▶ Task instructions
Rewrite the listing from its first line through the line containing "pixel 254 336", both included, keeping the requests and their samples as they are. Adjust every pixel coordinate in the answers by -136.

▶ Stored items from a collection
--- BEGIN ---
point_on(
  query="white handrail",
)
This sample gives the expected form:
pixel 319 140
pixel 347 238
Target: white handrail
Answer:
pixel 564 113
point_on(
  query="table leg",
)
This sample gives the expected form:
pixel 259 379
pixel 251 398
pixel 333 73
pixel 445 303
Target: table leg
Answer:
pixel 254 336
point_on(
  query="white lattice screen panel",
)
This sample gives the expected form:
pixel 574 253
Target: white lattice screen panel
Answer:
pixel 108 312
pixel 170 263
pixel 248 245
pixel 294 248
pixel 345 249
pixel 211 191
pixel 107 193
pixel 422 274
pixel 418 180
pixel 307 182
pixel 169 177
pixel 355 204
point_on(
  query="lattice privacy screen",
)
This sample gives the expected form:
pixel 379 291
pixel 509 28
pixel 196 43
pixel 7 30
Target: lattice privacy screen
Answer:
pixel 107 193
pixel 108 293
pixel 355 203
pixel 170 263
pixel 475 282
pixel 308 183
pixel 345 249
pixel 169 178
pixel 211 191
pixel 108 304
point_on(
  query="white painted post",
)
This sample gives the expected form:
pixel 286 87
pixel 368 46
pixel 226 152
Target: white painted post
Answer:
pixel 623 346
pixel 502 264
--- END ---
▶ Output
point_on(
  query="white handrail",
)
This sample gives the expected form:
pixel 319 140
pixel 347 238
Target: white handrail
Answer:
pixel 428 -23
point_on(
  query="table leg",
)
This sample gives the expected form:
pixel 259 379
pixel 251 398
pixel 333 73
pixel 445 303
Target: table leg
Answer:
pixel 118 200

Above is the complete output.